Memory power and bandwidth?

Article: Computational Efficiency for CPUs and GPUs in 2012
By: David Kanter (dkanter.delete@this.realworldtech.com), August 4, 2012 10:22 am
Room: Moderated Discussions
Iain McClatchie (iain-rwt.delete@this.mcclatchie.com) on August 3, 2012 4:35 pm wrote:
> One of the big differences between CPUs and GPUs to me is their physical memory
> architecture.
>
> CPU physical memory architecture:
> CPUs come in an FBGA which
> you mount onto a motherboard with a nonsoldered really expensive socket. The
> DRAM for this system comes in FBGAs which are soldered to DIMMs, which then
> connect to the motherboard via the DIMM socket. It's usually possible to load
> two DIMMs per memory channel, and the CPU provides 1 clock pair per 8 DQs, and
> the CPU knows how to deal with registers between the CPU outputs and the DRAM
> chips. The pin data rate is something like 1 Gb/s/pin.
>
> This is good for
> configuring the system memory after the motherboard has been soldered together.
> This is bad for memory power dissipation (DQs are actively terminated and
> terminating 2 DRAM drops per CPU DQ pin consumes really large amounts of
> power).

Do you have any idea how much power DQ termination uses?

> GPU physical memory architecture:
> GPU comes in an FBGA which is
> soldered to the same board as the DRAM FBGAs. DQs are point-to-point with just
> two solder balls near the ends of the line. GPU provides 1 clock pair per 16
> DQs. The pin data rate is something like 4 Gb/s/pin.
>
> This is good for high
> bandwidth and low power, but it means you configure the memory when you solder
> everything down.

I've been told by folks who design both DDR3 and GDDR5 memory controllers that the latter is noticeably more power efficient when measured by pJ/bit. I suspect it is for many of the reasons you have outlined.

- _Source excerpt_:
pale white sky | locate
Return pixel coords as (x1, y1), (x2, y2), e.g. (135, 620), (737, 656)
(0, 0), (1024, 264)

- _Tasks to complete_:
a: In the forum thread on CPU and GPU memory, how many DQs does a GPU provide one clock pair for?
b: Copy out, word for word, the portion of the forum thread on CPU and GPU memory that opens with the words containing "I've been told" and closes with "you have outlined.".

- _The results_:
a: One clock pair per 16 DQs.

b:
I've been told by folks who design both DDR3 and GDDR5 memory controllers that the latter is noticeably more power efficient when measured by pJ/bit. I suspect it is for many of the reasons you have outlined.